DATA EXTRACT:
□ □ □

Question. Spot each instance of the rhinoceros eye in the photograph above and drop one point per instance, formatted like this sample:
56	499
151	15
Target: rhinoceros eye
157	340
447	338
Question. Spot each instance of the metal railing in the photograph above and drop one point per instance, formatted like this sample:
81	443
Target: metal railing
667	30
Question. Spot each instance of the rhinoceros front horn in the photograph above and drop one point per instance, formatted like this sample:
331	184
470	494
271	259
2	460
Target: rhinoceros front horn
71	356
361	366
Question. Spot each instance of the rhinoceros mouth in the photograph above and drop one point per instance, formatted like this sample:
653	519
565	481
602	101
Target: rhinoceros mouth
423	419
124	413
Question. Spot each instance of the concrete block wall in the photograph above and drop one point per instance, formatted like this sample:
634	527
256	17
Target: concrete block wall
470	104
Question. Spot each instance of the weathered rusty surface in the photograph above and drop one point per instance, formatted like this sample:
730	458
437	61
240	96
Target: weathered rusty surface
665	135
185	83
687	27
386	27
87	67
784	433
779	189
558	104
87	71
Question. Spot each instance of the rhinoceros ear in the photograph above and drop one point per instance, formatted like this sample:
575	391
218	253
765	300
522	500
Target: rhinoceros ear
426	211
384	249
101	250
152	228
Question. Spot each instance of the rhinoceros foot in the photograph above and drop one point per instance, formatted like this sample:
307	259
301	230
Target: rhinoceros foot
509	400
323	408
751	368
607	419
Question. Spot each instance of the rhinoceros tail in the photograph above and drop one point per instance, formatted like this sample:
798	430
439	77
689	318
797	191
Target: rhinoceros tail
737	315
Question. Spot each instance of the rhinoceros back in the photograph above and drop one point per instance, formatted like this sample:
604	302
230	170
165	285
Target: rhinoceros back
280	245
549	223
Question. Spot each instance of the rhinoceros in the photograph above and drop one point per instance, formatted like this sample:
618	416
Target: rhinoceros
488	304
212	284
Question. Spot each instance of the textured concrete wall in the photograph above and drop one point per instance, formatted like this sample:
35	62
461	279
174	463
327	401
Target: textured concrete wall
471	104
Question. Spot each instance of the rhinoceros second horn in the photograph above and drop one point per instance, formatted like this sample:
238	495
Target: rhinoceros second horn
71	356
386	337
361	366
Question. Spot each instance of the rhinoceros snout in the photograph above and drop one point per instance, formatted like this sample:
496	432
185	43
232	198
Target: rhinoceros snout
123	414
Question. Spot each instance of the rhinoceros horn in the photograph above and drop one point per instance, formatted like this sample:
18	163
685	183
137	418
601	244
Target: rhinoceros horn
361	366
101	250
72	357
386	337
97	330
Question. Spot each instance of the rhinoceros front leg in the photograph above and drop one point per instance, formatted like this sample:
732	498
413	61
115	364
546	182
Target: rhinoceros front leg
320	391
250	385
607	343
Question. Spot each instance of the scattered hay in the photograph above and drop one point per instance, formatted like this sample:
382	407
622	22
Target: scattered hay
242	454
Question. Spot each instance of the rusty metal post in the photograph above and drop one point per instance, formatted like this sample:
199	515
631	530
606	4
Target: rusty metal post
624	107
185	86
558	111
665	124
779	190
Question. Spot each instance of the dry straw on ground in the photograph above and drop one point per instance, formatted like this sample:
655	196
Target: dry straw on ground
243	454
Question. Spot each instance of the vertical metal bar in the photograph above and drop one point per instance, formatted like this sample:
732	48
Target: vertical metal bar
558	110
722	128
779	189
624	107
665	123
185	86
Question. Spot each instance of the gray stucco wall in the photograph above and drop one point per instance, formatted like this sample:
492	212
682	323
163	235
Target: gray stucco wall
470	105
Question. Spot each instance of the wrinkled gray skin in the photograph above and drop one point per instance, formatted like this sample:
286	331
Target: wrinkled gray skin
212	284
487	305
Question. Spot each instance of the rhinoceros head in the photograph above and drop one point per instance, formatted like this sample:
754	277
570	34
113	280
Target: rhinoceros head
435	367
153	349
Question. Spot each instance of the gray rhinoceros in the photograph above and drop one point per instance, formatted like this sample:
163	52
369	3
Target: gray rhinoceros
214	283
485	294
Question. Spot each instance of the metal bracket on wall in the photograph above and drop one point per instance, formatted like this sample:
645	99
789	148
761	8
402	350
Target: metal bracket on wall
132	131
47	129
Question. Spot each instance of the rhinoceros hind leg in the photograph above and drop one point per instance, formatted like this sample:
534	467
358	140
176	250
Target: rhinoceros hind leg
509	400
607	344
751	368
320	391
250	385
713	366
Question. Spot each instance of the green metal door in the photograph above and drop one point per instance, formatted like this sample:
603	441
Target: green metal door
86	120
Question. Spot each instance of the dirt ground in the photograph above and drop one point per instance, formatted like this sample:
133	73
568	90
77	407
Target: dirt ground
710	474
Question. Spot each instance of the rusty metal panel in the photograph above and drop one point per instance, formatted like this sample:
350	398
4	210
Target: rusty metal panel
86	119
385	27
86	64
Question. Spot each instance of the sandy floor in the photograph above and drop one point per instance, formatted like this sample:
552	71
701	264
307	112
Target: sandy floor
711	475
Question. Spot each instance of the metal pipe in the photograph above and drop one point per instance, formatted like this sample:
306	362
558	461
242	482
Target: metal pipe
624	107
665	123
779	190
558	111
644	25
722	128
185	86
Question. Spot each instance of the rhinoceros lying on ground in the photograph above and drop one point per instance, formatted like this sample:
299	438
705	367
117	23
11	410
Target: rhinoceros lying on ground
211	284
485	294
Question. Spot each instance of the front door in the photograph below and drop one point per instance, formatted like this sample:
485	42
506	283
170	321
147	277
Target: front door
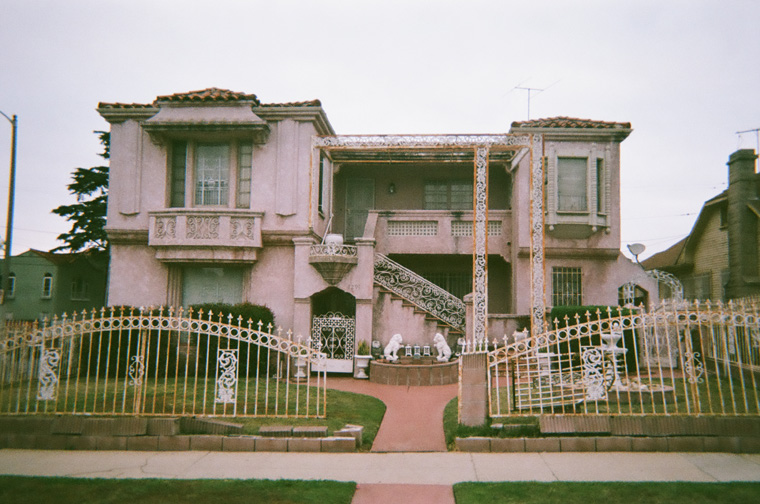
334	334
360	199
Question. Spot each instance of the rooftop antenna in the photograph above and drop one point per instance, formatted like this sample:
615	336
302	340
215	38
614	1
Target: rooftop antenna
756	131
530	90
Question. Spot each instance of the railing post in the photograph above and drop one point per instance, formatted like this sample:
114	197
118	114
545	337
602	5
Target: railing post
473	389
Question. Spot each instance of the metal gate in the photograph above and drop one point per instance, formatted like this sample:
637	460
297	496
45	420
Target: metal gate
334	334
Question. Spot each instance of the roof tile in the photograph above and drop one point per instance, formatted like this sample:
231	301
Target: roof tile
569	122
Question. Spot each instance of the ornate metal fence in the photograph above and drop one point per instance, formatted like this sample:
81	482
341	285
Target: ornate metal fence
419	291
681	358
125	361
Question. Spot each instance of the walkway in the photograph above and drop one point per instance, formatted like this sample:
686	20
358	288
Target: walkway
413	422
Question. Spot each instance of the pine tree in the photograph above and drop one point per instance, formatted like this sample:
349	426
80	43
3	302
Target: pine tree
88	214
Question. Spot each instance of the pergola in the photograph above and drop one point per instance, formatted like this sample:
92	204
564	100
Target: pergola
461	148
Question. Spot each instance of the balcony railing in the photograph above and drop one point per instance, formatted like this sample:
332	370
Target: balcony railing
436	231
205	228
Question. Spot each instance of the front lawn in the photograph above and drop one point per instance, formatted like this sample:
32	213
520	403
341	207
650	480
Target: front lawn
609	493
147	491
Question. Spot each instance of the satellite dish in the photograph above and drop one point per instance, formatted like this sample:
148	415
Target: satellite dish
637	248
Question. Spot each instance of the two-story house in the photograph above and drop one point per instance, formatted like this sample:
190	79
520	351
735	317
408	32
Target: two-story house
47	284
215	196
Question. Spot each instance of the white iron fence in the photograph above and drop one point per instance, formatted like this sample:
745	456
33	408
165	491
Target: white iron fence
125	361
686	358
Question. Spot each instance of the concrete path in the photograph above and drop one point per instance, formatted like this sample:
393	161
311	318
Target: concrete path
413	469
413	420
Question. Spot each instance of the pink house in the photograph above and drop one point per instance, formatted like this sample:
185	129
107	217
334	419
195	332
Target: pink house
215	196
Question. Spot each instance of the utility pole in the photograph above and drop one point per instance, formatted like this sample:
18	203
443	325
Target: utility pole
9	222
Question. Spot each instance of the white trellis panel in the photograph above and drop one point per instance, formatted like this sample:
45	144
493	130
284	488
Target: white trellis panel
334	334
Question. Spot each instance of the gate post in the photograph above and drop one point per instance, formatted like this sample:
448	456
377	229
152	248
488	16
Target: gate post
473	389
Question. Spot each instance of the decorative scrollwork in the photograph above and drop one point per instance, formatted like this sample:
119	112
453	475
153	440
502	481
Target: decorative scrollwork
136	370
242	229
165	227
333	249
334	334
593	374
423	293
693	367
202	227
48	376
418	141
226	382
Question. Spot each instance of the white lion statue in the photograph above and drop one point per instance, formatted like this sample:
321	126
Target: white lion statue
391	349
444	352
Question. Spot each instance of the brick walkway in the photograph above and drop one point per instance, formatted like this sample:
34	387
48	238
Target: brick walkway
413	422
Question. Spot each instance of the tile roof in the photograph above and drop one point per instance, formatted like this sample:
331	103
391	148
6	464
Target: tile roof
213	95
569	122
208	95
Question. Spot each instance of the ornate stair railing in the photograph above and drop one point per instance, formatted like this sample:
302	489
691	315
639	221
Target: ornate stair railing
420	292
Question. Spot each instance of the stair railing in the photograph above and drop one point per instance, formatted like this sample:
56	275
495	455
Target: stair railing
420	292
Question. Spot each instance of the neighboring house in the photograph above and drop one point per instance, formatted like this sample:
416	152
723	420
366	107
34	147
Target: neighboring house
215	196
719	259
46	284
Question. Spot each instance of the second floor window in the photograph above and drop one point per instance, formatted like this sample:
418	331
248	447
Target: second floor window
47	286
572	185
448	195
80	290
213	174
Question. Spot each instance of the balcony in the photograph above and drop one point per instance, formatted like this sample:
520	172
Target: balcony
333	259
435	231
199	235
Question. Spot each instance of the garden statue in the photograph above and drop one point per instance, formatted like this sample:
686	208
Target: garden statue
391	349
444	352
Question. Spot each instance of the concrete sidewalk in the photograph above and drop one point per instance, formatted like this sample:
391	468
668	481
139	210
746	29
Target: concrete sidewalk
386	468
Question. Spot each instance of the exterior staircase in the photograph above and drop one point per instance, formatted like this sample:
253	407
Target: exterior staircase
409	304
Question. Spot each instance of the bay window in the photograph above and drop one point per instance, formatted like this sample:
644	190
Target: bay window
216	175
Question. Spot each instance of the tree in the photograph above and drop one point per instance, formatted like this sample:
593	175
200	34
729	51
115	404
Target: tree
88	214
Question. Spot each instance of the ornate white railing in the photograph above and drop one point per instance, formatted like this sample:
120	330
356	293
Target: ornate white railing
419	291
333	250
689	358
130	361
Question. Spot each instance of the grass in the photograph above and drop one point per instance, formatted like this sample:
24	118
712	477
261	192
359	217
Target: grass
147	491
611	493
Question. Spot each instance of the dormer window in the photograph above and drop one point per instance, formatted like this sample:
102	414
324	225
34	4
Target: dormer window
216	175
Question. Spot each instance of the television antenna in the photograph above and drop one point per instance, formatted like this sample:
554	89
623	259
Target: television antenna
756	131
530	91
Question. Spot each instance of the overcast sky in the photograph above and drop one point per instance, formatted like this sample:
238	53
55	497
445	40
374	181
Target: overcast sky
686	74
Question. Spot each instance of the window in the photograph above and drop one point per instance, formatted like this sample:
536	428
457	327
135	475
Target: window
448	195
212	285
11	292
571	184
47	286
567	287
215	174
80	289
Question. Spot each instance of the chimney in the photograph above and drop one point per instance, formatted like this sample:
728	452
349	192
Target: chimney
742	225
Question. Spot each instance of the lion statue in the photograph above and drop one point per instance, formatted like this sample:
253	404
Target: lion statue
444	352
391	349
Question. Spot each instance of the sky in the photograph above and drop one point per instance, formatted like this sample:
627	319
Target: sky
686	74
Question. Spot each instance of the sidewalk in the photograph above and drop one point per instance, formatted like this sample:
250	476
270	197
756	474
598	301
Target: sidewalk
386	468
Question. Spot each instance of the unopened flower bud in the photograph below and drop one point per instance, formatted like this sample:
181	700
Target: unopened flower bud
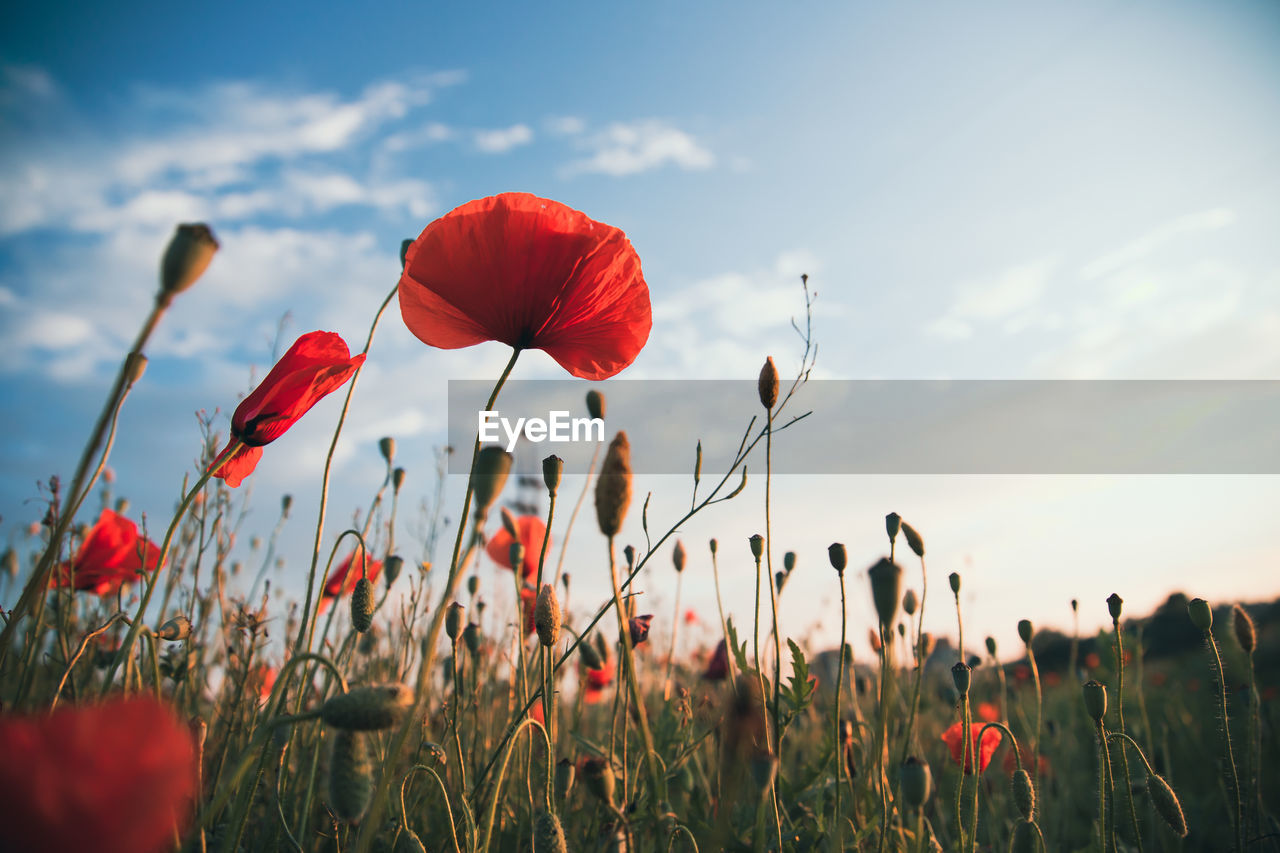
186	259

□ □ □

EXERCISE INSTRUCTIONS:
Reproduce exactly, and only, the lines from the one containing "Question. Spot each instance of the dormer" through the last line of the records above, both included, leaving out any pictures.

OUTPUT OF THE EXERCISE:
Question. Spot each instance of the dormer window in the photograph above and drop one point per instance, formatted like this sample:
102	414
324	225
34	4
Target: dormer window
216	175
Question. Spot each instance of the television antenna in the photograph above and drop one point per instance, formatted like this sample:
554	89
623	259
Target: television antenna
756	131
530	91
Question. Spot each instance of the overcast sky in the photograph above and drop one point per instance, formatted like this sample:
238	53
55	497
445	40
374	181
Target: overcast sky
686	74
Question. Spot each instance of the window in the photograph above and drop one point per instance, formatted like this sample:
536	428
457	327
135	475
Target: window
448	195
212	285
11	292
571	184
47	286
567	287
215	174
80	289
Question. Spot each instance of the chimney in the photograph above and drop one point per instance, formatted like this sample:
728	452
349	192
Target: chimney
742	225
Question. Spot each instance of the lion statue in the photograph above and drop one point per instance, formatted like this sample:
253	404
Target: lion statue
444	352
391	349
Question. Spot each instance of the sky in the photograph above and drop one point per instance, formatted like this sample:
627	319
Target: sky
686	74
Question. Spot each instance of the sidewalk in the photograph above and drop one point per instance, formatted like this sample:
250	476
270	197
756	474
598	301
Target: sidewalk
386	468
Question. Spot each instance of the unopened flower bud in the photograph below and drop one point per instance, formatted like this sample:
181	700
Target: unopened flower bud
186	259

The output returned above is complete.